PASSAGE GIVEN:
* * * * *
The I2U2 Group is a grouping of India, Israel, the United Arab Emirates, and the United States. The group's first joint statement, released on July 14, 2022, states that the countries aim to cooperate on "joint investments and new initiatives in water, energy, transportation, space, health, and food security."

Background 
In an essay for the Middle East Institute, Mohammed Soliman, a foreign policy thinker, made the strategic case for a broader "Indo-Abrahamic Alliance" that includes India, Israel, the UAE, and the United States and would expand in the future to include Egypt and Saudi Arabia to create a favorable balance of power that maintains peace and security in West Asia. Indian commentator Raja Mohan endorsed Soliman's Indo-Abrahamic concept and how it "can provide a huge fillip to India’s engagement with the extended neighbourhood to the west." Soliman's strategic concept of the "Indo-Abrahamic Alliance" is hailed as the one of the most influential articulations of post-US Middle East and eventually laid the framework for the I2U2 group.
* * * * *
DATASET EXTRACT:
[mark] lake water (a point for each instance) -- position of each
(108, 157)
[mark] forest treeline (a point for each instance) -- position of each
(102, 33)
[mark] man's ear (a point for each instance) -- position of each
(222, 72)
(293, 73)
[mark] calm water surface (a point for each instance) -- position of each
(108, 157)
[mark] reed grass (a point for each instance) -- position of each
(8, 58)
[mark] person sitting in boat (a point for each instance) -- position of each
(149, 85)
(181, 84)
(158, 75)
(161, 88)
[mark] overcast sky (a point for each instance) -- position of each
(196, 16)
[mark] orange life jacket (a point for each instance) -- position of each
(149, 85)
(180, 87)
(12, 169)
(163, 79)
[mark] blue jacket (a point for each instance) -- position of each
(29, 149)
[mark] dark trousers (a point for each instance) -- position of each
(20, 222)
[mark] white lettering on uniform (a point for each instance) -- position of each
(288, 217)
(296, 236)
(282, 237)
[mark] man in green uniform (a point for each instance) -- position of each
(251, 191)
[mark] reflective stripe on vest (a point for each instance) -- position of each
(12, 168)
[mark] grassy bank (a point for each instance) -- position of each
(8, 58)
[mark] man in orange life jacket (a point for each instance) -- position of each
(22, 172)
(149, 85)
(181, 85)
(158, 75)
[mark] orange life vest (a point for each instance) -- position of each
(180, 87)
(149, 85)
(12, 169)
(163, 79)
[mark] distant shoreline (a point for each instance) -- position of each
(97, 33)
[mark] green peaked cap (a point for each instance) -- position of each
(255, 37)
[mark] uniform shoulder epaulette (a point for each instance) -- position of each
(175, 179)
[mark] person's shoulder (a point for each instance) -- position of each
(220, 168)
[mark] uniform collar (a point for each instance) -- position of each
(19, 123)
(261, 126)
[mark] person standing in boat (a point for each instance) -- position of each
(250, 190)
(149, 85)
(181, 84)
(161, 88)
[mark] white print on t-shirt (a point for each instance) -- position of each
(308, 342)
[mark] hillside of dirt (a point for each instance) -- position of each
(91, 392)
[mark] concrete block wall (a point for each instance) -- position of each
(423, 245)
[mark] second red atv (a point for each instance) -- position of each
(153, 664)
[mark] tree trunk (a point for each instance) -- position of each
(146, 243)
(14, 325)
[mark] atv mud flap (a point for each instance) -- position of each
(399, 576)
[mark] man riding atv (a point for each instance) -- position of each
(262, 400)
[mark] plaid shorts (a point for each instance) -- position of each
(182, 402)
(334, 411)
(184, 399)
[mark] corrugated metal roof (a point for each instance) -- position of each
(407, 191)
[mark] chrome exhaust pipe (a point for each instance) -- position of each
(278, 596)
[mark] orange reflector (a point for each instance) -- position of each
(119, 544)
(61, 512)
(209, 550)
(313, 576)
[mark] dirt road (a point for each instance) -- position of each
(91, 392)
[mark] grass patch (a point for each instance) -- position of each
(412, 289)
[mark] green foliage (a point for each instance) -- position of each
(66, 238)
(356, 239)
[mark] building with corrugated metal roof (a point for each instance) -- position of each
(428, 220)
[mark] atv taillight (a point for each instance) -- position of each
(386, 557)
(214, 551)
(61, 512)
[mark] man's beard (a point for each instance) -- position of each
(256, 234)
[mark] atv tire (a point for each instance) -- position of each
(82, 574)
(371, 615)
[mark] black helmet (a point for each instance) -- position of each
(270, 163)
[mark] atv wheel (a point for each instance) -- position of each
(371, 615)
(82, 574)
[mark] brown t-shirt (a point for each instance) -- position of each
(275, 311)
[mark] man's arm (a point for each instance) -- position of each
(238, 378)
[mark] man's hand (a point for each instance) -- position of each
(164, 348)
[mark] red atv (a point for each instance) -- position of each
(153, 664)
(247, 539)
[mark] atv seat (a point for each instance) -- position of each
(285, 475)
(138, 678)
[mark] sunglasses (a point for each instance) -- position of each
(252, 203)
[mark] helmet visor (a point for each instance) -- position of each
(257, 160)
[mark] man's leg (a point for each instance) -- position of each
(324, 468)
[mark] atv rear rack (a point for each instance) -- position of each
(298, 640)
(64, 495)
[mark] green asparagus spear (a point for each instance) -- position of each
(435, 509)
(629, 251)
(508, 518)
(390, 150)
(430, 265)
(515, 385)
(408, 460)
* * * * *
DIRECTIONS:
Do these statements agree with the passage on the I2U2 Group? Answer yes or no for each and quote the deciding words. 1. The group's first joint statement came out in July 2022. 2. Soliman's proposed alliance would later take in Egypt and Saudi Arabia. 3. Raja Mohan rejected Soliman's Indo-Abrahamic concept.

RESPONSE:
1. Yes: "released on July 14, 2022"
2. Yes: "would expand in the future to include Egypt and Saudi Arabia"
3. No: "Indian commentator Raja Mohan endorsed Soliman's Indo-Abrahamic concept"